(Job)
Rewrite the lines below as a Markdown table with the columns "Row" and "Line", numbering each row and omitting blank lines.
──────── Input rows
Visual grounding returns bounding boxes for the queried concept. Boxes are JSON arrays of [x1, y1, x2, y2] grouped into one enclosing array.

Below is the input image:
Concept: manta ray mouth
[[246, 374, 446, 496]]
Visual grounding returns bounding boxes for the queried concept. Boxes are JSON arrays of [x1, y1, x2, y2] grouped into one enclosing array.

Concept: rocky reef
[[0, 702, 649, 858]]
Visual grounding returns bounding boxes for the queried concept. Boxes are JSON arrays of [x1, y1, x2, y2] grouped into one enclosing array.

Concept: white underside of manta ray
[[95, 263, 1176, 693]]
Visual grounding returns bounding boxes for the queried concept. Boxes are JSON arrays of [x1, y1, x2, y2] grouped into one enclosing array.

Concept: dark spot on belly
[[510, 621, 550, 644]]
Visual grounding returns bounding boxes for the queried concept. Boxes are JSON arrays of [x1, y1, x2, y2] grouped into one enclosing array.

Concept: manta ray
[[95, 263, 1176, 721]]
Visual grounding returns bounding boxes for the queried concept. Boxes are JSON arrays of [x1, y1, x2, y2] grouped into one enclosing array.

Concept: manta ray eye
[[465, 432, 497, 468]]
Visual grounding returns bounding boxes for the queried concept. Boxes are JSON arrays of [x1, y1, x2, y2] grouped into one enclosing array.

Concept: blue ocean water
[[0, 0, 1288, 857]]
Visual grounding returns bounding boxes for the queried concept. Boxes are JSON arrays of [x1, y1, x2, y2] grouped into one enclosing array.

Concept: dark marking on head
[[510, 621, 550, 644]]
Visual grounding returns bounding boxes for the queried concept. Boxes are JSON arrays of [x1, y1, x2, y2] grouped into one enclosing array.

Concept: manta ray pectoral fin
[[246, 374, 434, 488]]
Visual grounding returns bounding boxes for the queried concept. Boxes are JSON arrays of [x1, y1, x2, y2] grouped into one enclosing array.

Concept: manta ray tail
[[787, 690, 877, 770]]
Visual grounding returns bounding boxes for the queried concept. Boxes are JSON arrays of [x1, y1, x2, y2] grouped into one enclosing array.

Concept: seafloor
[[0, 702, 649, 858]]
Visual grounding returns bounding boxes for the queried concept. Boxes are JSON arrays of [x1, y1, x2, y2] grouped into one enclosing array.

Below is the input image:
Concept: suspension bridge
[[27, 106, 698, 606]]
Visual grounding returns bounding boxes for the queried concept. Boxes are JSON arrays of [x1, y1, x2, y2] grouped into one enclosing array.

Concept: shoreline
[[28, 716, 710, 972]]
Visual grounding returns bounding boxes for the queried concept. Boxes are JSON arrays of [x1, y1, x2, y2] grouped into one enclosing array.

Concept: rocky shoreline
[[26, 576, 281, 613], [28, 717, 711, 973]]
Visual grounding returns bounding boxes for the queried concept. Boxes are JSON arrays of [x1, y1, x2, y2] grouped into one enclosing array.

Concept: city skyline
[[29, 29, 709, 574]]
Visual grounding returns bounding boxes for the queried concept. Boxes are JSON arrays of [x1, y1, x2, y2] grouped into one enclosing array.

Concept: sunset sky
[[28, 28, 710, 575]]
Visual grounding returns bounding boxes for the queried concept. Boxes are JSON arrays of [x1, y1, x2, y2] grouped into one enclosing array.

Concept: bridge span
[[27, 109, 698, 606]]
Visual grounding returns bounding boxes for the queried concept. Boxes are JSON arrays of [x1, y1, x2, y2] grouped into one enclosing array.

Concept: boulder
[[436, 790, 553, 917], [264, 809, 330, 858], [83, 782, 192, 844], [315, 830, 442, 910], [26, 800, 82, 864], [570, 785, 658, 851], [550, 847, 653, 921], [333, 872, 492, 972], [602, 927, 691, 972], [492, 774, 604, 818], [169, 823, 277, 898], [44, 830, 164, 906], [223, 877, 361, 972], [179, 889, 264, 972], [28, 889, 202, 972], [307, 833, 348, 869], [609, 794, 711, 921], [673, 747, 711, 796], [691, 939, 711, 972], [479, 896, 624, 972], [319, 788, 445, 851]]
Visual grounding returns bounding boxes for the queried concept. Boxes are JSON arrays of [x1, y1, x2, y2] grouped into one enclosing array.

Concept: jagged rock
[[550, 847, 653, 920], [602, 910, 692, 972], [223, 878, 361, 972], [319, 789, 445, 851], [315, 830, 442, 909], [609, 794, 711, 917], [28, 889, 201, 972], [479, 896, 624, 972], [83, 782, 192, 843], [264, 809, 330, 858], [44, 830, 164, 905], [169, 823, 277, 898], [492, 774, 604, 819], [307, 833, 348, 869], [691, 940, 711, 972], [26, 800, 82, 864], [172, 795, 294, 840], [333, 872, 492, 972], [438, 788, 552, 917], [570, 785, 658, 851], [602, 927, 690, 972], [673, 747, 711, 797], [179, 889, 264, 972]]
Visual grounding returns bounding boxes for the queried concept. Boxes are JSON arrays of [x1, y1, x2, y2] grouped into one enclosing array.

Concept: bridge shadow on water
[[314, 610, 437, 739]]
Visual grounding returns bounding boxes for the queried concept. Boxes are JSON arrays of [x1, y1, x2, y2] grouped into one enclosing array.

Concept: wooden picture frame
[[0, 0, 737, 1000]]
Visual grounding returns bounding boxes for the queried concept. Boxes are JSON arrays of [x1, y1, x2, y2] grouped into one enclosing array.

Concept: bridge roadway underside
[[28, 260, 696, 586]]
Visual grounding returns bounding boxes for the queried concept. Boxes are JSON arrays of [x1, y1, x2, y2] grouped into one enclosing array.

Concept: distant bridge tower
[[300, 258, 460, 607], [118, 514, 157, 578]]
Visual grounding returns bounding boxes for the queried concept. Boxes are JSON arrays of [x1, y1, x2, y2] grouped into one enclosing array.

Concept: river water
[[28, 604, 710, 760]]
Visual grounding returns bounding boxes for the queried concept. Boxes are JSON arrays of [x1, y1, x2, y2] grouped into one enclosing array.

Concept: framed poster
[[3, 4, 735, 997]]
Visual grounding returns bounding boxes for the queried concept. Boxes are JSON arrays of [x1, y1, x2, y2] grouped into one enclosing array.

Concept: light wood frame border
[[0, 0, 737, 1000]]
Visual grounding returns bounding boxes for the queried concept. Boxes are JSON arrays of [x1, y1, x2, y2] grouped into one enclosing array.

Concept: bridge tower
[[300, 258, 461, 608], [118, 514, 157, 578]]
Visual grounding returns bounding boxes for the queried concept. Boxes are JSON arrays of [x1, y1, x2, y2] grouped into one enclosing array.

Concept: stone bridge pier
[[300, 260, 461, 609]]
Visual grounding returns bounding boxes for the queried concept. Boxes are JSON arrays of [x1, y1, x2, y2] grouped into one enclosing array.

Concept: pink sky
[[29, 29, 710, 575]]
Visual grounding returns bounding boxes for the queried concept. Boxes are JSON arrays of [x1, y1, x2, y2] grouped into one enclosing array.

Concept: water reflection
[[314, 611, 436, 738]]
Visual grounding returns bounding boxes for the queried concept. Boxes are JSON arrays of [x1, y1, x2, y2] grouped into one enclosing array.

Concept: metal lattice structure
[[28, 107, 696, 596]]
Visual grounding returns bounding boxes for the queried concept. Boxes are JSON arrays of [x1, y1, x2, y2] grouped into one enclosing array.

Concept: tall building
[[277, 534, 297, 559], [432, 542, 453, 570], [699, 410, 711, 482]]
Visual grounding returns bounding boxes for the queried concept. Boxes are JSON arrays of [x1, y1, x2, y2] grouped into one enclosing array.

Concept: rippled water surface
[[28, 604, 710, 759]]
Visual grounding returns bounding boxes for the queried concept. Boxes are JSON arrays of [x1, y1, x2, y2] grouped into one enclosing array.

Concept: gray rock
────────────────
(Written response)
| Row | Line |
|---|---|
| 1 | Visual grounding returns bounding boxes for the queried concept. Boxes are JSON arrays of [x1, y1, x2, y2] grouped into one enclosing array. |
| 2 | Below is the input image: |
| 3 | Concept: manta ray mouth |
| 4 | [[246, 374, 446, 496]] |
| 5 | Visual grounding returns bounding boxes for the queried concept. Boxes are JSON arrays of [x1, y1, x2, y2] grouped into one enclosing array. |
| 6 | Concept: rocky reef |
| 7 | [[0, 702, 649, 858]] |
| 8 | Visual grounding returns bounding boxes for the queried concept. Boxes are JSON arrays of [x1, y1, x2, y2] grouped into one enclosing array. |
| 9 | Concept: white underside of manta ray |
| 10 | [[95, 263, 1176, 693]] |
| 11 | Visual grounding returns bounding boxes for the queried concept. Boxes are JSON arrays of [x1, y1, x2, y2] grouped into one enclosing array. |
| 12 | Concept: dark spot on belly |
| 13 | [[510, 621, 550, 644]] |
| 14 | Visual grounding returns bounding boxes for the queried concept. Boxes are JSON arrays of [x1, y1, x2, y2] grouped into one enclosing array. |
| 15 | Concept: manta ray |
| 16 | [[95, 263, 1176, 721]] |
| 17 | Visual grounding returns bounding boxes for the queried concept. Boxes are JSON arrays of [x1, y1, x2, y2] grouped into one enclosing array. |
| 18 | Concept: manta ray eye |
| 19 | [[465, 432, 497, 468]] |
| 20 | Visual grounding returns bounding boxes for the queried concept. Boxes are JSON arrays of [x1, y1, x2, y2] grouped into one enclosing array. |
| 21 | Concept: blue ocean water |
| 22 | [[0, 0, 1288, 857]] |
| 23 | Visual grounding returns bounding boxes for the queried concept. Boxes are JSON arrays of [x1, y1, x2, y2] grouped into one enclosing array. |
| 24 | Concept: dark marking on head |
| 25 | [[510, 621, 550, 644]] |
| 26 | Visual grounding returns bounding boxes for the queried concept. Boxes are JSON arrays of [x1, y1, x2, y2] grouped into one enclosing array. |
| 27 | Concept: manta ray pectoral fin |
| 28 | [[246, 374, 434, 488]] |
| 29 | Visual grounding returns bounding boxes for the queried concept. Boxes are JSON arrays of [x1, y1, x2, y2] grouped into one enclosing array. |
| 30 | Concept: manta ray tail |
| 31 | [[787, 690, 877, 770]] |
| 32 | Visual grounding returns bounding boxes for the queried concept. Boxes are JSON arrays of [x1, y1, x2, y2] grouped into one enclosing array. |
| 33 | Concept: seafloor |
| 34 | [[0, 702, 649, 858]] |
| 35 | Visual grounding returns bounding boxes for the queried concept. Boxes are JSON arrays of [x1, y1, x2, y2] grouped into one enclosing array. |
| 36 | Below is the input image: |
| 37 | Concept: suspension bridge |
| 38 | [[27, 106, 698, 606]] |
| 39 | Visual grounding returns bounding boxes for the queried concept. Boxes are JSON arrays of [x1, y1, x2, y2] grouped into one enclosing array. |
| 40 | Concept: shoreline |
| 41 | [[28, 716, 710, 972]] |
| 42 | Visual grounding returns bounding boxes for the queried concept. Boxes are JSON arrays of [x1, y1, x2, y2] grouped into one enclosing array. |
| 43 | Concept: rocky shoreline |
| 44 | [[26, 576, 281, 613], [28, 717, 711, 973]] |
| 45 | Visual grounding returns bounding boxes for the queried concept. Boxes are JSON arrays of [x1, y1, x2, y2] grouped into one enclosing array. |
| 46 | Concept: city skyline |
| 47 | [[29, 29, 709, 574]] |
| 48 | Visual grounding returns bounding boxes for the queried concept. Boxes are JSON arrays of [x1, y1, x2, y2] grouped into one enclosing array. |
| 49 | Concept: sunset sky |
| 50 | [[28, 28, 710, 575]] |
| 51 | Visual grounding returns bounding boxes for the queried concept. Boxes are JSON arrays of [x1, y1, x2, y2] grouped into one enclosing array. |
| 52 | Concept: bridge span |
| 53 | [[27, 109, 698, 606]] |
| 54 | Visual grounding returns bounding boxes for the queried concept. Boxes are JSON arrays of [x1, y1, x2, y2] grouped into one enclosing array. |
| 55 | Concept: boulder |
| 56 | [[436, 790, 553, 917], [264, 809, 330, 858], [83, 782, 192, 844], [315, 830, 442, 910], [26, 800, 82, 864], [570, 785, 658, 851], [550, 847, 653, 921], [333, 872, 492, 972], [602, 927, 691, 972], [492, 774, 604, 818], [169, 823, 277, 898], [44, 830, 164, 906], [223, 877, 361, 972], [179, 889, 264, 972], [28, 889, 202, 972], [307, 833, 348, 869], [609, 794, 711, 921], [673, 747, 711, 796], [691, 939, 711, 972], [479, 896, 624, 972], [319, 788, 445, 851]] |
| 57 | Visual grounding returns bounding boxes for the queried concept. Boxes are JSON arrays of [x1, y1, x2, y2] grouped into one enclosing array. |
| 58 | Concept: jagged rock |
| 59 | [[550, 847, 653, 920], [602, 910, 692, 972], [223, 878, 361, 972], [319, 789, 445, 851], [315, 830, 442, 909], [609, 794, 711, 917], [28, 889, 201, 972], [479, 896, 624, 972], [83, 782, 192, 843], [264, 809, 330, 858], [44, 830, 164, 905], [169, 823, 277, 898], [492, 774, 604, 819], [307, 833, 348, 869], [691, 940, 711, 972], [26, 800, 82, 864], [172, 795, 294, 840], [333, 872, 492, 972], [438, 788, 552, 917], [570, 785, 658, 851], [602, 927, 690, 972], [673, 747, 711, 797], [179, 889, 264, 972]] |
| 60 | Visual grounding returns bounding boxes for the queried concept. Boxes are JSON arrays of [x1, y1, x2, y2] grouped into one enclosing array. |
| 61 | Concept: bridge shadow on water |
| 62 | [[314, 610, 437, 739]] |
| 63 | Visual grounding returns bounding boxes for the queried concept. Boxes are JSON arrays of [x1, y1, x2, y2] grouped into one enclosing array. |
| 64 | Concept: wooden picture frame |
| 65 | [[0, 0, 737, 1000]] |
| 66 | Visual grounding returns bounding boxes for the queried concept. Boxes are JSON arrays of [x1, y1, x2, y2] grouped into one enclosing array. |
| 67 | Concept: bridge roadway underside |
| 68 | [[28, 260, 696, 586]] |
| 69 | Visual grounding returns bounding boxes for the queried concept. Boxes are JSON arrays of [x1, y1, x2, y2] grouped into one enclosing array. |
| 70 | Concept: distant bridge tower |
| 71 | [[300, 258, 460, 607], [118, 514, 157, 578]] |
| 72 | Visual grounding returns bounding boxes for the queried concept. Boxes are JSON arrays of [x1, y1, x2, y2] grouped into one enclosing array. |
| 73 | Concept: river water |
| 74 | [[28, 604, 710, 760]] |
| 75 | Visual grounding returns bounding boxes for the queried concept. Boxes are JSON arrays of [x1, y1, x2, y2] grouped into one enclosing array. |
| 76 | Concept: framed poster |
| 77 | [[3, 4, 735, 997]] |
| 78 | Visual grounding returns bounding boxes for the queried concept. Boxes are JSON arrays of [x1, y1, x2, y2] grouped into one enclosing array. |
| 79 | Concept: light wood frame border |
| 80 | [[0, 0, 737, 1000]] |
| 81 | Visual grounding returns bounding boxes for the queried concept. Boxes are JSON arrays of [x1, y1, x2, y2] grouped into one enclosing array. |
| 82 | Concept: bridge tower |
| 83 | [[300, 258, 461, 608], [118, 514, 157, 578]] |
| 84 | Visual grounding returns bounding boxes for the queried concept. Boxes are JSON arrays of [x1, y1, x2, y2] grouped into one enclosing array. |
| 85 | Concept: stone bridge pier |
| 86 | [[300, 260, 461, 609]] |
| 87 | Visual grounding returns bounding boxes for the queried concept. Boxes are JSON arrays of [x1, y1, x2, y2] grouped into one enclosing array. |
| 88 | Concept: pink sky |
| 89 | [[29, 29, 710, 575]] |
| 90 | Visual grounding returns bounding boxes for the queried concept. Boxes are JSON arrays of [x1, y1, x2, y2] grouped into one enclosing array. |
| 91 | Concept: water reflection |
| 92 | [[314, 611, 436, 738]] |
| 93 | Visual grounding returns bounding boxes for the queried concept. Boxes are JSON arrays of [x1, y1, x2, y2] grouped into one enclosing array. |
| 94 | Concept: metal lattice structure |
| 95 | [[28, 107, 696, 596]] |
| 96 | Visual grounding returns bounding boxes for the queried concept. Boxes are JSON arrays of [x1, y1, x2, y2] grouped into one enclosing array. |
| 97 | Concept: tall building |
| 98 | [[277, 534, 297, 559], [432, 542, 453, 570], [699, 410, 711, 482]] |
| 99 | Visual grounding returns bounding boxes for the queried concept. Boxes are JSON arrays of [x1, y1, x2, y2] grouped into one enclosing array. |
| 100 | Concept: rippled water surface |
| 101 | [[28, 604, 710, 759]] |
| 102 | Visual grounding returns bounding boxes for the queried concept. Boxes are JSON arrays of [x1, y1, x2, y2] grouped into one enclosing array. |
| 103 | Concept: gray rock |